▸ **課題**:
本文について、次の問いに答えてください。
(a) ガンディーが獄中からメッセージを送り続けた先はどこか。
(b) 本書の学び③で、本質があるとされているのはどこか。
(c) 「神は真理なり」よりも的確だとされている言い方は何か。

『獄中からの手紙(NHK100分de名著ブックス)』(中島岳志)
先に岩波文庫を読んでいたので、復習として読んでみました。やはり、100分de名著シリーズはまとめ方が秀逸で理解しやすいなと思います。ちょっと難しそうな名著を読むならまずはこのシリーズからがお勧めです。本書は、インド建国の父ガンディーが「塩の行進」で逮捕された際に獄中から修行道場アーシュラムに向けて送り続けたメッセージをまとめた『獄中の手紙』のエッセンスがまとめられています。「非暴力」「スワデーシー」など、お馴染みのガンディーのテーマが収められています。
【本書の学び】
①有限な人間に永遠の真理は掴めない
②受け身の姿勢で生きることは、人をコントロールしないことでもある
③スピードを落とすことも大事。ゆっくりとした中に本質がある。
(印象に残ったところ・・本書より)
◯真理
・真理は唯一であると考えた。その真理は人間である以上掴みきれない。人間はいつか死んでしまう有限なものであり、その有限なものが「真理」という無限なるものを全て把握することはできない。
・人間にできるのは、真理を「究極には掴みきれない、しかし確かに唯一のもの」として想定し、かつそこに至る道について語ることだけ。
・宗教が違ってもそれは道であって、どこを通っても真理に至る。それなのに、道の違いであってなぜ争っているのか?
・「神は真理なり」と言うよりも「真理は神なり」といったほうが、より的確。
◯個別の宗教は不完全
・すべての宗教は、有限で不完全な存在である人間の言葉によって紡がれている。

▸ **提供資料**:
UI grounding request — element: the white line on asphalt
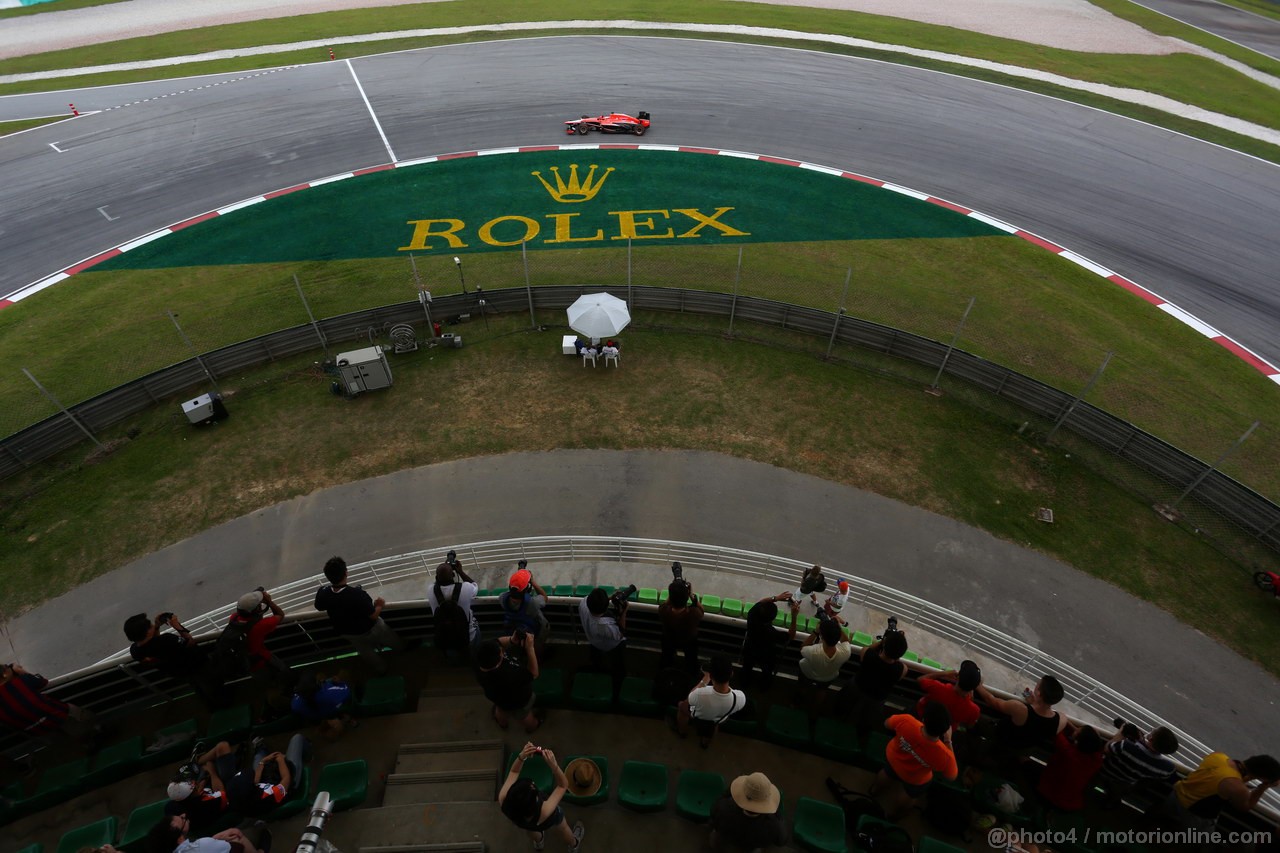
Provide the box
[342,59,396,163]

▸ **解答**:
(a) 修行道場アーシュラム
(b) ゆっくりとした中
(c) 「真理は神なり」